◆ **WORK TASK**
An exact copy of the lines from the one containing "column. Return only the coordinates." to the end of the records below is required, and nothing else.

◆ **GIVEN DATA**
◆ ◆ ◆ ◆
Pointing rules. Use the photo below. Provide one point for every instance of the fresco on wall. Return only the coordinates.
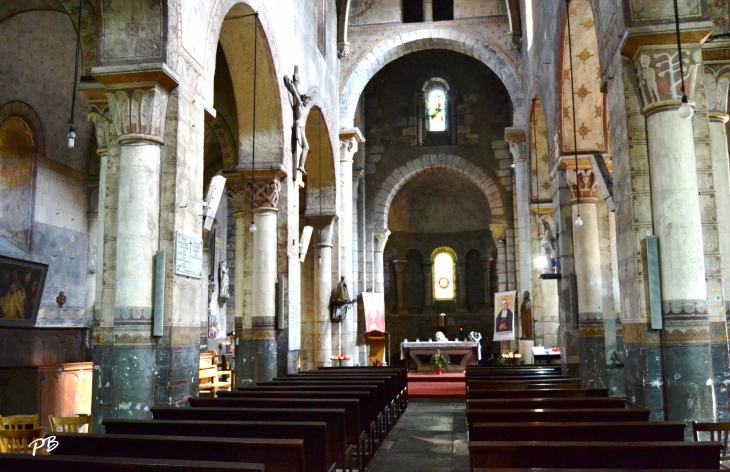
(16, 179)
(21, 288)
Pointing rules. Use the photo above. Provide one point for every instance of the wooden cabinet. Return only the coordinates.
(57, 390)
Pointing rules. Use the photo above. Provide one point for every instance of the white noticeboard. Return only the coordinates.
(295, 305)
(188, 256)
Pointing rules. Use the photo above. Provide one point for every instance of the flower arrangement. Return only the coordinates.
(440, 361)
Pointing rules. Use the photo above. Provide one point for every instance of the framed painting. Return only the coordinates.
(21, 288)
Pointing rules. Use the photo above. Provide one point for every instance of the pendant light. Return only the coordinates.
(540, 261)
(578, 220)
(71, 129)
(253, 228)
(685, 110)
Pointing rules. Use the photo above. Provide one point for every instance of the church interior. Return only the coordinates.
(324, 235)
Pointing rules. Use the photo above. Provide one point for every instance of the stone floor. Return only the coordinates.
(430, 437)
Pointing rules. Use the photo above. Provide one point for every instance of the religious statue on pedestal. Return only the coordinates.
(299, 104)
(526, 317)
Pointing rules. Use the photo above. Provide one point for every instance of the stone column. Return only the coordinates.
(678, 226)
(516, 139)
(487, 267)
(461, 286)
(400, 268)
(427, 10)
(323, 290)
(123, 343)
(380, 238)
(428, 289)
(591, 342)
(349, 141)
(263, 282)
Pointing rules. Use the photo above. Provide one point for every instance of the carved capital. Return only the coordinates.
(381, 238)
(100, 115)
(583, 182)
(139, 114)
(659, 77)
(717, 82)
◆ ◆ ◆ ◆
◆ **OUTPUT OF THE EXERCISE**
Pointing rules. Use the photo above. Provide one point for every instance of the stone column. Return only the coordinates.
(678, 226)
(516, 139)
(487, 267)
(461, 286)
(400, 268)
(427, 10)
(323, 290)
(123, 343)
(380, 238)
(428, 289)
(591, 342)
(349, 141)
(263, 282)
Pointing rules. Use the photo above. Provide one point for every instance of the carved capital. Return only the coordinates.
(381, 238)
(100, 115)
(583, 182)
(139, 114)
(659, 77)
(717, 82)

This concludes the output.